EXTRACT ->

Hyundai i10 Mk2 reviews
Which one should I buy?
Two-thirds of the i10s available feature the smaller (1.0-litre) engine, which is fine if you never leave the city. But if you have to undertake long-distance drives, even if it’s only occasionally, we’d say go for the more muscular 1.2-litre unit.
The entry-level i10 S comes with steel wheels, electric front windows, central locking and USB/auxiliary inputs. Moving to SE trim brings cruise control and a speed limiter, electrically adjustable and heated door mirrors, powered rear windows and remote central locking.
The SE Blue Drive gets climate control and steel wheels, and the i10 Premium adds 14-inch alloys, Bluetooth, hill-start assist and a multifunction steering wheel.
Alternatives to the Hyundai i10 Mk2
Kia’s Picanto is closely related to the i10. It’s also very good value and boasts an even longer (seven-year) warranty. The Citroen C1, Peugeot 108 and Toyota Aygo trio are all worth a look because they’re plentiful and good value, but they have only a 1.0-litre engine, which is best suited to shorter trips.
Perhaps the toughest competition is from the SEAT Mii, Skoda Citigo and Volkswagen up!, despite the fact that they came out in 2012. They’re also available only with a 1.0-litre engine, but they can handle longer journeys. Two left-field city car options worth considering are the Suzuki Celerio and Vauxhall Viva.
What to look for
Alongside the entry-level S sits the S Air, which adds air-conditioning to the kit list.
The i10 S has a repair kit, whereas more costly editions boast a space-saver spare.
Many i10s suffer from crunchy gearshifts. Adjusting the cable tends to fix things.
The i10 comes with a five-year warranty – which also includes RAC breakdown cover for the same period.
Unlike some city cars, the i10 seats five; apart from Blue Drive models, which only get four seats. Base cars don’t get driver-seat height adjustment; the SE and Premium do, but no i10 has a reach-adjustable steering wheel. At 252/1,046 litres, boot space is as good as can be expected from a city car. The dash has a grown-up look and robust build quality.
The i10 has to be serviced every 12 months or 10,000 miles, with three levels available: Base, Interim and Full. These cost £99, £169 and £229; the first is really an oil-and-filter change plus any software updates. For the first five years dealers offer a free health check, and three and five-year service packages are also available.
All engines are chain driven, so there are no cambelts to replace, but the coolant needs to be renewed every six years/60,000 miles and the brake fluid every two years/20,000 miles. Standard servicing covers these.

GIVEN INSTRUCTION A ->
Pull out every line in the records below that contains the string "hair", matching it with case taken into account.

Stored dataset entries ->
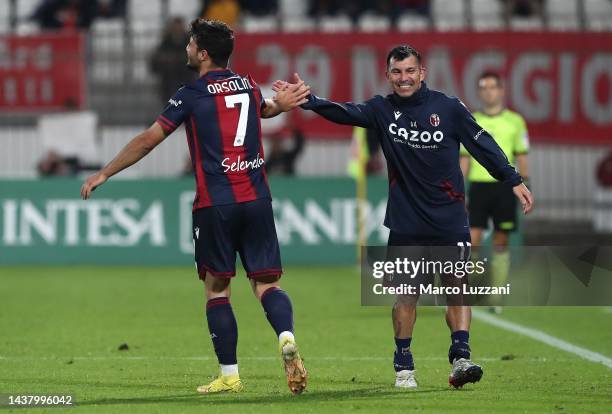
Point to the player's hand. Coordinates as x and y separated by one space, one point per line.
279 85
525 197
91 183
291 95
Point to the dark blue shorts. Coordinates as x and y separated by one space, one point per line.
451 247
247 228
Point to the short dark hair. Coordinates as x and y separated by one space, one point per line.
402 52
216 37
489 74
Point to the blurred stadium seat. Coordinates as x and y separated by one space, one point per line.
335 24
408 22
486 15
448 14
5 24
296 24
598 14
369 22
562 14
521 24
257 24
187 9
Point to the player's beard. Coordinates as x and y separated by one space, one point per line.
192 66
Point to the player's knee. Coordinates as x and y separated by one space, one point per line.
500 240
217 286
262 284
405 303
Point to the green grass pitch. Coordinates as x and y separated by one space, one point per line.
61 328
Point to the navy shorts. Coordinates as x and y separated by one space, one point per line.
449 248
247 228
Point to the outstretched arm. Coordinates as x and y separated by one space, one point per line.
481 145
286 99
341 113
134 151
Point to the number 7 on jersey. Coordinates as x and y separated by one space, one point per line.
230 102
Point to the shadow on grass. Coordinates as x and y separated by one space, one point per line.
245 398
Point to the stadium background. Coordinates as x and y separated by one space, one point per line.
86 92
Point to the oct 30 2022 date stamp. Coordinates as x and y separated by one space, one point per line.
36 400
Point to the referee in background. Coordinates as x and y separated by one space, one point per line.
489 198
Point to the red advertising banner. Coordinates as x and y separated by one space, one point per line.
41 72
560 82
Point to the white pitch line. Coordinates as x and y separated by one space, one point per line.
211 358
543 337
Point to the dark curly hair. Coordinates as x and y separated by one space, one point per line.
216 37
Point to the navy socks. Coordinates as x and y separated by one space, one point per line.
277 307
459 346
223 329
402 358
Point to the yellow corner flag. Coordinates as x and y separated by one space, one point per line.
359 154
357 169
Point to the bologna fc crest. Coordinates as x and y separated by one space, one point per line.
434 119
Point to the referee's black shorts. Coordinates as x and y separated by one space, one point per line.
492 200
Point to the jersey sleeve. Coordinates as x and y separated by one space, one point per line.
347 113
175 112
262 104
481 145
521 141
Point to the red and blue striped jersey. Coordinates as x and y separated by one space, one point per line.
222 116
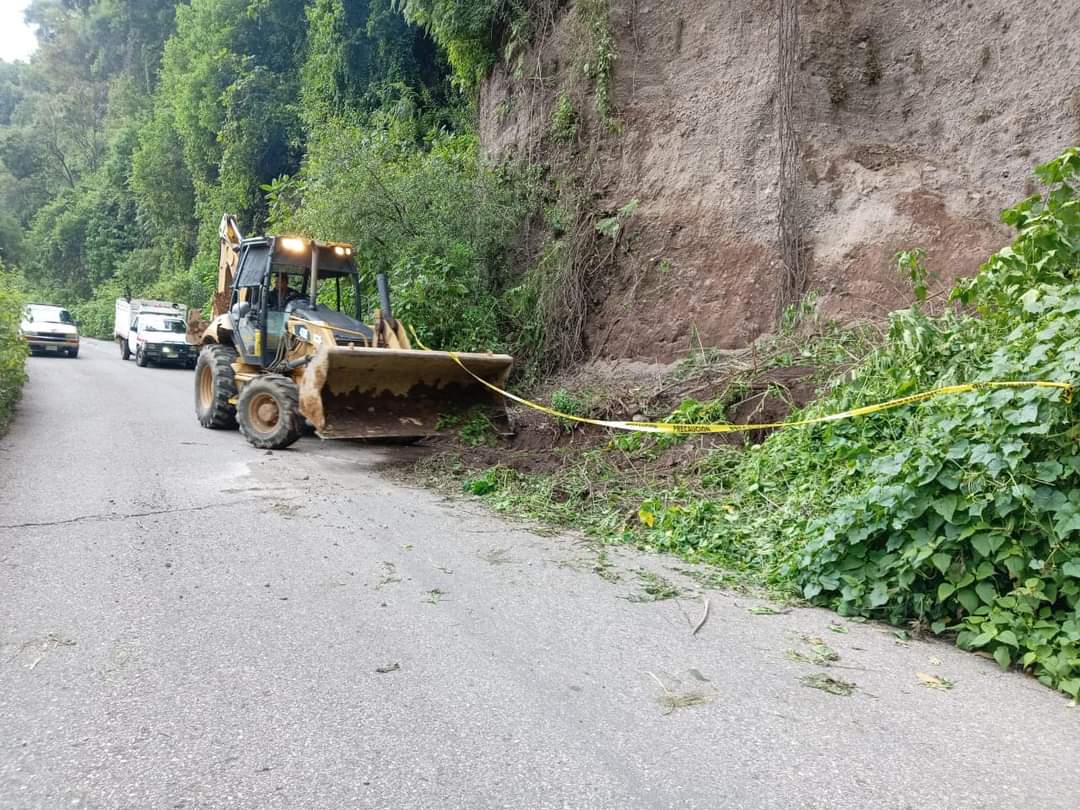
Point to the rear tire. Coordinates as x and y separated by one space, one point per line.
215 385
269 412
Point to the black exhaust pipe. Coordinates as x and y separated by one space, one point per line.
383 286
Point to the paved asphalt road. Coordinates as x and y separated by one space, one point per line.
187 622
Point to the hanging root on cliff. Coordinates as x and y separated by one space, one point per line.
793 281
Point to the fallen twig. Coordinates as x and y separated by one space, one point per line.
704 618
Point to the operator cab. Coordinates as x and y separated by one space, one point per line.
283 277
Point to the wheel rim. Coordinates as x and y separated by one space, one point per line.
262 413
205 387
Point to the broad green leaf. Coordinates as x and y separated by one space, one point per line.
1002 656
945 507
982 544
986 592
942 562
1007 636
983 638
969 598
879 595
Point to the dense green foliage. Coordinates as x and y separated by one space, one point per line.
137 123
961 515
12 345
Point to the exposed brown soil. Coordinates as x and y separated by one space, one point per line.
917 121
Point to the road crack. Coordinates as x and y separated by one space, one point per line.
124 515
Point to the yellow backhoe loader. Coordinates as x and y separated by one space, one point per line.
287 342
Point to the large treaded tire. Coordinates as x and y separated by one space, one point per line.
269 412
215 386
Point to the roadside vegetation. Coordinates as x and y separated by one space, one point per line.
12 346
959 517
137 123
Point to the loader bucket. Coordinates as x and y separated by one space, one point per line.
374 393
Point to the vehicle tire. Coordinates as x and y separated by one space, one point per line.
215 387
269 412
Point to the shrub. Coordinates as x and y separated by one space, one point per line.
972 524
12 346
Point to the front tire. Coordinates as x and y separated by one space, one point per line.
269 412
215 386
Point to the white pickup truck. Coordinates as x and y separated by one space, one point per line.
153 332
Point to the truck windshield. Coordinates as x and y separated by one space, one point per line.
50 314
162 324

GIVEN INSTRUCTION B ->
According to the i10 review, how often does the car have to be serviced?

COMPLETE ANSWER A ->
Point to the short dark hair. Coordinates as x and y separated by one space, one point per line.
Point to the dark curly hair. Coordinates as x and y separated by one space, one point per line.

COMPLETE ANSWER B ->
Every 12 months or 10,000 miles.